▶ _GOAL OF THE EXERCISE_
Please say how many lines in the entries below hold the string "picture", with no other words.

━━ RECORDS

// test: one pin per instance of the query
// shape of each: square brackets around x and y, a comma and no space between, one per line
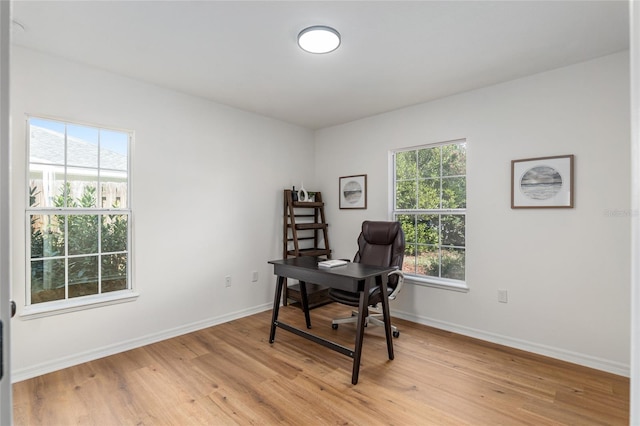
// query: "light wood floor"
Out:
[230,374]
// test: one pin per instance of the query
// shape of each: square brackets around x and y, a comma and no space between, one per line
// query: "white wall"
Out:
[567,271]
[207,199]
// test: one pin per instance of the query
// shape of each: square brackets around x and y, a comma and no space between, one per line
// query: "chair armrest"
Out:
[395,292]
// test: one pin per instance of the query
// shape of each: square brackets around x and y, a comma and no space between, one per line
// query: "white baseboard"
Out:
[557,353]
[561,354]
[64,362]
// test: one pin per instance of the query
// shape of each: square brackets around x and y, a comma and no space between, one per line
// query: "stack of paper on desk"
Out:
[332,263]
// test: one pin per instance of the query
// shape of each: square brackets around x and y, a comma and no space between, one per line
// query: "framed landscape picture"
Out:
[545,182]
[353,192]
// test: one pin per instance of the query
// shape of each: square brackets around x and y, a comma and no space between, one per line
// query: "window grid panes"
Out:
[79,235]
[430,203]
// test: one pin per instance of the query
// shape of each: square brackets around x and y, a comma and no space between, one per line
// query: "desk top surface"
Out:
[352,270]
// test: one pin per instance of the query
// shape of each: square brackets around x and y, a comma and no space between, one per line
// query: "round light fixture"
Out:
[319,39]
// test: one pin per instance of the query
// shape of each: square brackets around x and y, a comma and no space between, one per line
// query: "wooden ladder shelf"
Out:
[305,233]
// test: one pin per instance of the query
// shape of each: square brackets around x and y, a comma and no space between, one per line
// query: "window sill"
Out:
[451,285]
[88,302]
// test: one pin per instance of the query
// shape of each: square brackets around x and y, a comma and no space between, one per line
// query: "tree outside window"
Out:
[430,203]
[77,246]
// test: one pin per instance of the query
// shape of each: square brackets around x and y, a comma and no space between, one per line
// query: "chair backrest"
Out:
[381,244]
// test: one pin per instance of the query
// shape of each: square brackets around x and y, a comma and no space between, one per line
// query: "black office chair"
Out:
[379,244]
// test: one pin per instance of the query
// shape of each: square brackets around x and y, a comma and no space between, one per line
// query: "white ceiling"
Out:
[393,53]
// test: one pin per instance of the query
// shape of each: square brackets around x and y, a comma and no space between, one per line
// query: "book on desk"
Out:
[332,263]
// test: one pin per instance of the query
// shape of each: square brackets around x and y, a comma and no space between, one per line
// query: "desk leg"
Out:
[305,302]
[363,310]
[276,308]
[382,283]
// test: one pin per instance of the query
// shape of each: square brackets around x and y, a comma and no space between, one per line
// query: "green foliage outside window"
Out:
[430,203]
[68,244]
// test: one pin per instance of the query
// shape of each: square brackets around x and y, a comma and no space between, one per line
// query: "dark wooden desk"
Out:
[354,277]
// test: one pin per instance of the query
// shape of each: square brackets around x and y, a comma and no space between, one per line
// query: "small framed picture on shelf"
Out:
[353,192]
[545,182]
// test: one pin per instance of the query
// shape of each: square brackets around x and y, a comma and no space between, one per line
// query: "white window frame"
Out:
[425,280]
[55,307]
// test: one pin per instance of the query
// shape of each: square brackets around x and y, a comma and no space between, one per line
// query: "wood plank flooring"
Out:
[230,374]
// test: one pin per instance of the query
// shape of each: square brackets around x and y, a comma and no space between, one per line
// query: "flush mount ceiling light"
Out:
[319,39]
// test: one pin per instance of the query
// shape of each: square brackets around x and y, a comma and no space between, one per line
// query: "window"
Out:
[430,202]
[79,213]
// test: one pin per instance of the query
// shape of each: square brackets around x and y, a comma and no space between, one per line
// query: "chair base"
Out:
[375,319]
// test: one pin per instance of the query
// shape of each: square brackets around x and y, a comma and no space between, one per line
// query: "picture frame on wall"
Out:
[353,192]
[544,182]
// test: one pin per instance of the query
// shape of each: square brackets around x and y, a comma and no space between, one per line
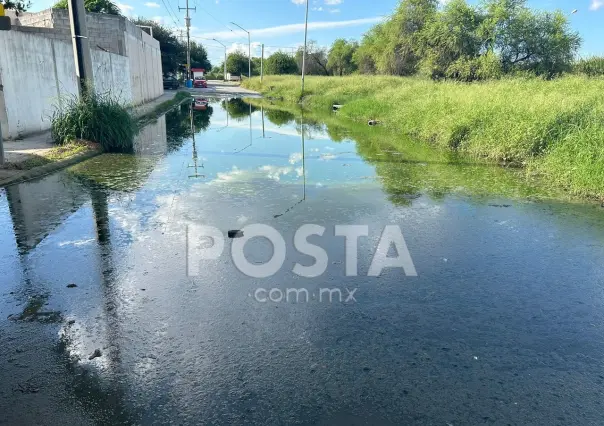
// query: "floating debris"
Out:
[97,353]
[235,233]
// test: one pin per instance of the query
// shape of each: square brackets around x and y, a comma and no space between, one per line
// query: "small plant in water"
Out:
[95,117]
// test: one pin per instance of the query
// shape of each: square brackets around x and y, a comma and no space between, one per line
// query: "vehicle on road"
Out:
[200,104]
[171,83]
[200,82]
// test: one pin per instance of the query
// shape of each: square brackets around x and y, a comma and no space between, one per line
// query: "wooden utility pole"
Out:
[188,25]
[262,64]
[81,48]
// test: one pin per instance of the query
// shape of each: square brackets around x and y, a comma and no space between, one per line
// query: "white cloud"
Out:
[290,29]
[596,4]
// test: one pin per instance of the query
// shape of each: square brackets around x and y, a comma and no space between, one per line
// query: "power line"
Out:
[170,12]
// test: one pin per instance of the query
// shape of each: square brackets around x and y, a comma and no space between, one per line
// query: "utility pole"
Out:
[188,25]
[304,53]
[249,50]
[262,64]
[223,45]
[81,48]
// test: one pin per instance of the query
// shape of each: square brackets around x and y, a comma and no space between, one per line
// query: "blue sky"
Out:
[279,24]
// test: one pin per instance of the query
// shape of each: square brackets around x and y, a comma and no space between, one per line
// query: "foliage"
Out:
[280,63]
[174,51]
[95,6]
[97,118]
[339,59]
[316,59]
[237,63]
[16,5]
[465,42]
[554,128]
[592,67]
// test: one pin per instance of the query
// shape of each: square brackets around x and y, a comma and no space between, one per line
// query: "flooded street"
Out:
[503,324]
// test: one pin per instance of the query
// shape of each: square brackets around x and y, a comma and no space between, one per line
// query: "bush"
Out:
[95,117]
[591,67]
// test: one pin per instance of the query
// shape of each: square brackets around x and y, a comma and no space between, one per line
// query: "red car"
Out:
[200,82]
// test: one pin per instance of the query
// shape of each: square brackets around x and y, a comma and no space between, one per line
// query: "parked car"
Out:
[200,82]
[171,83]
[200,104]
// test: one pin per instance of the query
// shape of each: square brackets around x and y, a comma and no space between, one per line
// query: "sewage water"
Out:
[503,324]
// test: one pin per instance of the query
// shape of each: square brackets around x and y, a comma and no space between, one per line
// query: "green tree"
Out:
[173,53]
[17,5]
[237,63]
[339,59]
[280,63]
[94,6]
[199,56]
[316,59]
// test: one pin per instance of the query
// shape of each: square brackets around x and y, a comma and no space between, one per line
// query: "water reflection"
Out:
[175,346]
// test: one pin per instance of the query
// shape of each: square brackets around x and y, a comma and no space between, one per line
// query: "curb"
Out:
[46,169]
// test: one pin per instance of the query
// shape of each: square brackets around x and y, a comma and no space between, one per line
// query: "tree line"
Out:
[457,41]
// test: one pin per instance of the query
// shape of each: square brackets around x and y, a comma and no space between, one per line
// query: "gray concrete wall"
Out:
[39,75]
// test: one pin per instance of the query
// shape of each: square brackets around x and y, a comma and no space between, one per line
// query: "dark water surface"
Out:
[504,323]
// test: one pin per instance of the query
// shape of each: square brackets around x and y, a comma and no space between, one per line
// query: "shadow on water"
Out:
[173,350]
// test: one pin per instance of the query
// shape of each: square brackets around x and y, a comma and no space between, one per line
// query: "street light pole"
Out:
[249,50]
[223,45]
[304,53]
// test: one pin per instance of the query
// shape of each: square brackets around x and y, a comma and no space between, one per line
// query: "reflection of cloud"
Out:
[275,172]
[76,243]
[295,157]
[287,131]
[230,176]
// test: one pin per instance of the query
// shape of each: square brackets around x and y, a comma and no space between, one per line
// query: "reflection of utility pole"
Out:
[81,48]
[188,25]
[303,175]
[250,144]
[196,175]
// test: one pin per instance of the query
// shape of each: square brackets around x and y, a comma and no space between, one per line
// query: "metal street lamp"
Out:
[304,52]
[224,56]
[249,49]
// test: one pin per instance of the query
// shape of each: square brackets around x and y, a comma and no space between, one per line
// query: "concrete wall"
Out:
[146,78]
[40,73]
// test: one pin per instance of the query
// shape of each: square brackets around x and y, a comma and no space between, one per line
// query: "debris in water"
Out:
[235,233]
[97,353]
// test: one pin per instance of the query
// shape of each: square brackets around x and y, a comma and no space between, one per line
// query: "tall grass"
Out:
[556,126]
[592,67]
[95,117]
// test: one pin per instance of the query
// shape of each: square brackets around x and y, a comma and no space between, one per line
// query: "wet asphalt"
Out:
[503,324]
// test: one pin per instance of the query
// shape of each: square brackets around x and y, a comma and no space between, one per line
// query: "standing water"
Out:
[116,310]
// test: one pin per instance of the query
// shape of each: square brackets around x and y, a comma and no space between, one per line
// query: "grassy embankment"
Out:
[553,128]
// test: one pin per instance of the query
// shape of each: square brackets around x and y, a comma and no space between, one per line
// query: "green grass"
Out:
[554,128]
[55,154]
[95,117]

━━━━

▶ _ANSWER TO THIS EXERCISE_
3